* **What you need to do**
**A.** Print the passage about tough people, everything from "They aren’t supermen" down to "silent about it.".
**B.** Answer these questions using the passage about tough people:
(i) Why don't tough people complain and whine to others?
(ii) What are tough people afraid others might do with their vulnerability?
(iii) Why might tough people find it hard to be emotionally close to another person?
**C.** Pick up the passage about tough people after its last sentence and continue it.

* **Excerpt**
###

Tough people have a different approach when it comes to caring for others. They are usually very honest and direct with their words. Sometimes, they may sound harsh and critical. But they are not trying to be mean. They genuinely want to help you. They are just not someone who is soft in their delivery.
3. They get hurt by unkind words too.
Although they are blunt, they mean well. If someone else was to misunderstand their kindness and call them offensive names, they do feel the pain inside. They might act like nothing is wrong on the outside, but it hurts them as much as it hurts you in the inside. They are normal human beings.
4. They don’t listen to your troubles when they know they can’t help you.
Again, it’s not because they don’t care. It’s because they know they can’t help you. They understand that the key to a better life depends on the individual. If you don’t want to change your life for the better, there’s nothing they can do about it. So they don’t waste time listening to you complain about stuff that you don’t wish to change.
5. They have problems too.
They aren’t supermen or wonder women. Just because they are tough doesn’t mean they have no problems at all. They don’t complain and whine to others because they know that complaining and whining don’t help the situation at all. So they prefer to spend time alone thinking how to resolve their problems themselves.
6. They need help from other people too.
Tough people are self-sufficient and independent. They can do a lot of things on their own. But they need help from other people too. Sometimes, they may not know how to approach others or feel shy about asking others for help. As a friend, you should offer them help once in a while even if they are silent about it.
7. They are afraid to appear weak.
One reason why tough people don’t display their emotions publicly is because they are afraid to be seen as weak or pushovers. They are afraid that others might take advantage of their vulnerability, so they prefer to hide their feelings away from public view.
8. They build walls to protect themselves emotionally.
Tough people have their insecurities too. They find it hard to be vulnerable and emotionally close to another person because they might have been hurt by others in the past. So they put on a strong front to protect themselves from getting hurt again.

###

* **Data for review**
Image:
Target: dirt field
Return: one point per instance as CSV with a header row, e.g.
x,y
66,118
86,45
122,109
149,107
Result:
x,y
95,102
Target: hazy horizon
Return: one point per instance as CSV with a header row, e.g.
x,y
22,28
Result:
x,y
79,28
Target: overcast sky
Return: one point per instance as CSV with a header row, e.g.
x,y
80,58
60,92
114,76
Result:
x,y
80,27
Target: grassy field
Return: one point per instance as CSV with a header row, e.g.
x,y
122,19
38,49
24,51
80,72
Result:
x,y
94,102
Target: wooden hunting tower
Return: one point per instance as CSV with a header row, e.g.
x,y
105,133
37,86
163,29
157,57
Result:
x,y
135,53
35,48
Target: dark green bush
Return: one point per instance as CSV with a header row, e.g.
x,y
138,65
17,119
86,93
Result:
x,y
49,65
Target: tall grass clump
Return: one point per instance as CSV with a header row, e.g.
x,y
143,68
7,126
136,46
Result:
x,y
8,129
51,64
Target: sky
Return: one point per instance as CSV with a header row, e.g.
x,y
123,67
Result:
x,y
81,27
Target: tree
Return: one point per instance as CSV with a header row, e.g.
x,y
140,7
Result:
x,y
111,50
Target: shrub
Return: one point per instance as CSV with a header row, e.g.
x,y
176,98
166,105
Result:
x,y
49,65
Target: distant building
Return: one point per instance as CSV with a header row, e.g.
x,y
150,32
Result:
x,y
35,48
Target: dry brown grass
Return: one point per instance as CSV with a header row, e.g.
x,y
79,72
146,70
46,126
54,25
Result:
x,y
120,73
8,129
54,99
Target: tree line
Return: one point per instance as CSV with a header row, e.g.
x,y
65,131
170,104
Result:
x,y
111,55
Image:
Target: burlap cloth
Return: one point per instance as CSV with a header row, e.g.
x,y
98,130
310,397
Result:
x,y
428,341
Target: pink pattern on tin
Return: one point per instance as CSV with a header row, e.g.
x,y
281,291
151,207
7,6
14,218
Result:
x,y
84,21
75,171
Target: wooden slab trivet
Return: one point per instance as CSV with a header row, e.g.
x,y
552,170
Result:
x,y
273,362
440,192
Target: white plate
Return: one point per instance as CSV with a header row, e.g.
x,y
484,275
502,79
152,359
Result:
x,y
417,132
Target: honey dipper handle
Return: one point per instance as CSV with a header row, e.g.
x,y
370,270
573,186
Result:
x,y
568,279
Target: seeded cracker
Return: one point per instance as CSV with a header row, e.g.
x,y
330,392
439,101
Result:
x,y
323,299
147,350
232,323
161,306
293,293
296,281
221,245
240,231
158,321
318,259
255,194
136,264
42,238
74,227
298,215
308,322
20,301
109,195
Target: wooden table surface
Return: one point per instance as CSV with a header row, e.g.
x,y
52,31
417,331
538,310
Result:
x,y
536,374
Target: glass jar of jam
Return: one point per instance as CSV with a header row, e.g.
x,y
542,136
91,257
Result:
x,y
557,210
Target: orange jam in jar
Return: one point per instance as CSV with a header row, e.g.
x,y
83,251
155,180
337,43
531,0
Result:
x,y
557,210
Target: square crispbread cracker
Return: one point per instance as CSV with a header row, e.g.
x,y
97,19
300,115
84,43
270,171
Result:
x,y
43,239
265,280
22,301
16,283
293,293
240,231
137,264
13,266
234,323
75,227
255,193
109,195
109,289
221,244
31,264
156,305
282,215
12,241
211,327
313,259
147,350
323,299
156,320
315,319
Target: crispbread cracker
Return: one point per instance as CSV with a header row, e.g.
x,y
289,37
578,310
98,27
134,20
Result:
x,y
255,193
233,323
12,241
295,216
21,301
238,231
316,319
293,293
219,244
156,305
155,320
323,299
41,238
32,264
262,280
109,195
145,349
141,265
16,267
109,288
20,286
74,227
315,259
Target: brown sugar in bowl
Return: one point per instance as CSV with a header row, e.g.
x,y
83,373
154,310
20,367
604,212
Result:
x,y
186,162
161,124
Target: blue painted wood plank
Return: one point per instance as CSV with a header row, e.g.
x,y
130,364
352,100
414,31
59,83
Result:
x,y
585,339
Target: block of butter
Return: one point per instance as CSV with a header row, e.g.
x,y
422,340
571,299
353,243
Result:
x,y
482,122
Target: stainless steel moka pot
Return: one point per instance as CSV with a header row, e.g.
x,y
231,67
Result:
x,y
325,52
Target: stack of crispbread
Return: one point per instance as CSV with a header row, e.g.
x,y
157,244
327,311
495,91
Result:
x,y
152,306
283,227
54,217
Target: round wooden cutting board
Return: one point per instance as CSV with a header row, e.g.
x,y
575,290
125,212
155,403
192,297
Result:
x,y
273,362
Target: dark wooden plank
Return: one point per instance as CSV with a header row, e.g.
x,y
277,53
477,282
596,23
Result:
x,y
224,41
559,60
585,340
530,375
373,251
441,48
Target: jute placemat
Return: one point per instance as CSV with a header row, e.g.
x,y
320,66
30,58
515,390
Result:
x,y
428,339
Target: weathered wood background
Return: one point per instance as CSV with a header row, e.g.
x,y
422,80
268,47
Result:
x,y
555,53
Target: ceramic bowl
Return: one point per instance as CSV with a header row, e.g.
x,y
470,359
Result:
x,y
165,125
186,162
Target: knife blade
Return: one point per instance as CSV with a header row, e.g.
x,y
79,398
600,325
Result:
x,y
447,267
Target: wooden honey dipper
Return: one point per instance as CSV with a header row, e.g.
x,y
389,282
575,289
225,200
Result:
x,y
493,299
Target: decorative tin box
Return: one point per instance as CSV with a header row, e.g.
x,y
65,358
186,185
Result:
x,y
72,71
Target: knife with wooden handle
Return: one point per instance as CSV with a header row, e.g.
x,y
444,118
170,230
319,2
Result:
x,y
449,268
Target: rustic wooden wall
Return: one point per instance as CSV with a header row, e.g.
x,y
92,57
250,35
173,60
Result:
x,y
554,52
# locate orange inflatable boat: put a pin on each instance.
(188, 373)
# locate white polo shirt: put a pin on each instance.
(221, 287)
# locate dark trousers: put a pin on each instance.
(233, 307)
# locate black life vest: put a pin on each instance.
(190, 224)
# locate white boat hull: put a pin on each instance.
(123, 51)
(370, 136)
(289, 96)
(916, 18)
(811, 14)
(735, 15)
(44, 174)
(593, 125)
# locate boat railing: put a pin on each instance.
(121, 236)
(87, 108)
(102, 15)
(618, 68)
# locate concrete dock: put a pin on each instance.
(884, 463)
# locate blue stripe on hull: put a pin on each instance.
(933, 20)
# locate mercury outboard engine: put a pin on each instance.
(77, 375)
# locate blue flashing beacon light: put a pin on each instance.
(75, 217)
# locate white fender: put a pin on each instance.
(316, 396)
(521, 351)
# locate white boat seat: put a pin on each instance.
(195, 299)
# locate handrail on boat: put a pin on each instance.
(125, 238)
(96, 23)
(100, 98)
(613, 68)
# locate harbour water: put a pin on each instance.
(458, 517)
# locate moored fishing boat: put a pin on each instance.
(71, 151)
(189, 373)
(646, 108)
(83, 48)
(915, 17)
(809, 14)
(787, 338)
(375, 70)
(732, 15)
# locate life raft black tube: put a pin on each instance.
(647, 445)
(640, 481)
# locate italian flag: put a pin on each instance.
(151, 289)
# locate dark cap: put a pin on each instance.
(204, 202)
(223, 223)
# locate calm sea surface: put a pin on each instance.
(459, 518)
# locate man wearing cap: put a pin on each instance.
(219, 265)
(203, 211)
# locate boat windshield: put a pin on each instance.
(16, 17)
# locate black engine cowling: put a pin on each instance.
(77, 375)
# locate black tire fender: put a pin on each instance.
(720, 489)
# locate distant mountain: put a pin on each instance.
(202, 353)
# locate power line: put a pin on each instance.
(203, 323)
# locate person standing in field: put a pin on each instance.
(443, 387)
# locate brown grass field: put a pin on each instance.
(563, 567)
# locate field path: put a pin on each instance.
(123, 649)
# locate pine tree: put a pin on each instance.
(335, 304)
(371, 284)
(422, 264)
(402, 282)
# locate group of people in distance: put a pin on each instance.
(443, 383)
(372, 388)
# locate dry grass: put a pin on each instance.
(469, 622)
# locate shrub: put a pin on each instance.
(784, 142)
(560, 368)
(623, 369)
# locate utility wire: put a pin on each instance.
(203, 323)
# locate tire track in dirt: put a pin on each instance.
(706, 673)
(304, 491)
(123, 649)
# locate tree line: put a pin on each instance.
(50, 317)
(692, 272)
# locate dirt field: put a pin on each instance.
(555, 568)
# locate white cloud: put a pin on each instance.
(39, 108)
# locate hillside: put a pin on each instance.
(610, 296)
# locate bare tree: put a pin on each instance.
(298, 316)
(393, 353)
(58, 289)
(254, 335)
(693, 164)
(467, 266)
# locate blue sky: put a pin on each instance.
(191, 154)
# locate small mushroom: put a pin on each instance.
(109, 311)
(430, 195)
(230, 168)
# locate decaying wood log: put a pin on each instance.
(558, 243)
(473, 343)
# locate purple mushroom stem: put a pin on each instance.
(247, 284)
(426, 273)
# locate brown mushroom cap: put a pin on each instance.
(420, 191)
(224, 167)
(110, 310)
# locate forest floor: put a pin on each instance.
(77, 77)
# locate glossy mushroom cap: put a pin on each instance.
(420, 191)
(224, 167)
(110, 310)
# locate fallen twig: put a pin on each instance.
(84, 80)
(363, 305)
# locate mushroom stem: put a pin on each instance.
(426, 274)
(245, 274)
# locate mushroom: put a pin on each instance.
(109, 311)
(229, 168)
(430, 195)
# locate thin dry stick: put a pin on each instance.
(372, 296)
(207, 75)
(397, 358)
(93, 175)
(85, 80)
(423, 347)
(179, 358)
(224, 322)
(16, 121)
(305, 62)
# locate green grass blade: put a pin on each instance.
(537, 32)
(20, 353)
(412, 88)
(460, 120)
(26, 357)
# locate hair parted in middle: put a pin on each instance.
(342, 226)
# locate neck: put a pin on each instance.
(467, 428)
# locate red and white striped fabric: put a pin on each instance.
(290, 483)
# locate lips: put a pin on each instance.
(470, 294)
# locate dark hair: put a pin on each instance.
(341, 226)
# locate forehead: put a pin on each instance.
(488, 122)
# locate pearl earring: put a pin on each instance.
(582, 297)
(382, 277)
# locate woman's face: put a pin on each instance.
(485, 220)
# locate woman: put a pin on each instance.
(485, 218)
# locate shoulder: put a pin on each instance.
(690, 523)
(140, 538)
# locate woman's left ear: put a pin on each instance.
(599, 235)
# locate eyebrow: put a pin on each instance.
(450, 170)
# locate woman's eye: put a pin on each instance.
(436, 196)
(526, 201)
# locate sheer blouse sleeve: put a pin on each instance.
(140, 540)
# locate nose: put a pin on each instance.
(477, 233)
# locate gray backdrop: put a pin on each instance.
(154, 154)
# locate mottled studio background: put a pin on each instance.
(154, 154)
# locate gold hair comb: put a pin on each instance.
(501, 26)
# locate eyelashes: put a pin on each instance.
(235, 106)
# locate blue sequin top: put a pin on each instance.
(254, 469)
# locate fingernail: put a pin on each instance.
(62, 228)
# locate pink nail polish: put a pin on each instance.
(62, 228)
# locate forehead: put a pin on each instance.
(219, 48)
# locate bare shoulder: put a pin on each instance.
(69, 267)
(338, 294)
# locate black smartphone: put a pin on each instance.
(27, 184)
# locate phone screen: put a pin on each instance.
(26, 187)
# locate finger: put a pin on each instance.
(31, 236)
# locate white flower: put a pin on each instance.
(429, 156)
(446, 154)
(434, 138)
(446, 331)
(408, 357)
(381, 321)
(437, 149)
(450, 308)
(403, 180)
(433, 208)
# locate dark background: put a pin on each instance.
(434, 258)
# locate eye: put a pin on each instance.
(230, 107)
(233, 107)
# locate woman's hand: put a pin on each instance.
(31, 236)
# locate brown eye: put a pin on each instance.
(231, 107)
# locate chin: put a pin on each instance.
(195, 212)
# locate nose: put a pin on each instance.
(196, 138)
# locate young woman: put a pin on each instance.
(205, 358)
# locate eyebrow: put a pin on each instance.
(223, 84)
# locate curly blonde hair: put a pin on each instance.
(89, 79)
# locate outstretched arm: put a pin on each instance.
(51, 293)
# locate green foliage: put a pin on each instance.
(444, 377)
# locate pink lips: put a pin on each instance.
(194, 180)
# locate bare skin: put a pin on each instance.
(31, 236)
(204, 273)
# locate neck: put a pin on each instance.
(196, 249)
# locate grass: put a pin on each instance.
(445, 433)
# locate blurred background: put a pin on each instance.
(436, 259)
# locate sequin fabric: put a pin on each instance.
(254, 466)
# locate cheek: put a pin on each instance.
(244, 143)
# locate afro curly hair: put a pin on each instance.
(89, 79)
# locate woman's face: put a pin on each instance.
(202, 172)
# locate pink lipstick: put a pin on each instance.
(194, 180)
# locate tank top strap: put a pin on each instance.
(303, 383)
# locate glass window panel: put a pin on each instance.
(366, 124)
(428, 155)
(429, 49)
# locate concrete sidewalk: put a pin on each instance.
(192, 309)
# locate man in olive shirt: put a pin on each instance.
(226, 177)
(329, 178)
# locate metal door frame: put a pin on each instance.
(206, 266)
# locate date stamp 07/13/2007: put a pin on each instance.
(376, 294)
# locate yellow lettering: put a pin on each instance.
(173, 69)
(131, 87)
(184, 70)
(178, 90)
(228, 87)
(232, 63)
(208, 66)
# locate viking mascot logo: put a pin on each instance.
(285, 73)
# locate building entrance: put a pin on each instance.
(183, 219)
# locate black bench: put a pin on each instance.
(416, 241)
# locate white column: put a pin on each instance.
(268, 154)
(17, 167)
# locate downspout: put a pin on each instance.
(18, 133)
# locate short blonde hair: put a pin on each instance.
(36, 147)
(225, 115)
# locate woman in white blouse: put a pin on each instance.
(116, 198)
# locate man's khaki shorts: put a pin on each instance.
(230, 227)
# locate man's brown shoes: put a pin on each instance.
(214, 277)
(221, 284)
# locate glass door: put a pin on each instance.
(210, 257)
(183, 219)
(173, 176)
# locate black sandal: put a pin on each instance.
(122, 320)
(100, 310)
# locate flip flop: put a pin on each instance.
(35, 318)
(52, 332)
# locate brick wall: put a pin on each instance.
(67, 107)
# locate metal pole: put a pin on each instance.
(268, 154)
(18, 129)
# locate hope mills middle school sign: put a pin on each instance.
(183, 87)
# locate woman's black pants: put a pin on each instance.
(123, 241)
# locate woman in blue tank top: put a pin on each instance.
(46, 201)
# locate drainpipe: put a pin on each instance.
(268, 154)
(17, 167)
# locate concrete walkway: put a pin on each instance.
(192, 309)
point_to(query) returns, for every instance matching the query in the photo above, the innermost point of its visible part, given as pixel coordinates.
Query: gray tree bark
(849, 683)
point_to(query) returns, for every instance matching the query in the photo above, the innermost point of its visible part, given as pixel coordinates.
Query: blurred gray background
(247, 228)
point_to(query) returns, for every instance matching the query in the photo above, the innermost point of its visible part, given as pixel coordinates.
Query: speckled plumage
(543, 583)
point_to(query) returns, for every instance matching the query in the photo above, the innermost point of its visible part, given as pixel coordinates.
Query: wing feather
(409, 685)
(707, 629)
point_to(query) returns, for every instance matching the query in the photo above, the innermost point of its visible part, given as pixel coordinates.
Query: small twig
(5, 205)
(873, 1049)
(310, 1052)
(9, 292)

###

* **Exercise answers**
**A.**
They aren’t supermen or wonder women. Just because they are tough doesn’t mean they have no problems at all. They don’t complain and whine to others because they know that complaining and whining don’t help the situation at all. So they prefer to spend time alone thinking how to resolve their problems themselves.
6. They need help from other people too.
Tough people are self-sufficient and independent. They can do a lot of things on their own. But they need help from other people too. Sometimes, they may not know how to approach others or feel shy about asking others for help. As a friend, you should offer them help once in a while even if they are silent about it.

**B.**
(i) They know that complaining and whining don't help the situation at all.
(ii) They are afraid others might take advantage of it.
(iii) They might have been hurt by others in the past.

**C.**
9. They have a hard time opening up themselves.
They feel deeply but they have a hard time opening up themselves to others. They only open up to friends they trust and keep new people they meet at a safe distance. It takes time for them to trust other people. So be patient with them and allow them to reveal themselves to you slowly.
10. They don’t trust their emotions that much.
Although they are softies inside, they don’t really trust their emotions. They believe that showing emotions is a sign of weakness. They are also afraid that their emotions will guide them wrongly. So they prefer to rely on their logical thinking and mental toughness to make those hard decisions.
11. They are much harder on themselves than on others.
If you think that their expectation of you is high, think of their expectation of themselves. It’s so much higher. As bonding with others wasn’t their best strength growing up, they focus on achievements and working hard instead. Being tough is how they get to where they are in life. They see the value in it, so they keep challenging themselves to higher standards.
12. They take their relationships seriously.
Tough people with a tender heart tend to be selective with their friends and choose their relationships carefully. They have fewer friends but they are close with their friends. They are supportive and loyal to their friends despite appearing uncaring.
13. They need love and connection like everyone else.
They might appear uninterested in love and relationships. But deep down inside, they wish to find a loving partner and want to be loved. They can be really shy about dating. And their independence might push potential partners away. As a friend, be there for them and talk to them when they feel alone.
Conclusion: Be Kind With Tough People
Next time you meet a tough person, be in their shoes and be friendly towards them. Understand that some of them are just protecting their tender hearts with a strong front. And if you are friends with tough people, keep in touch with them. They might be independent, but they need friends too.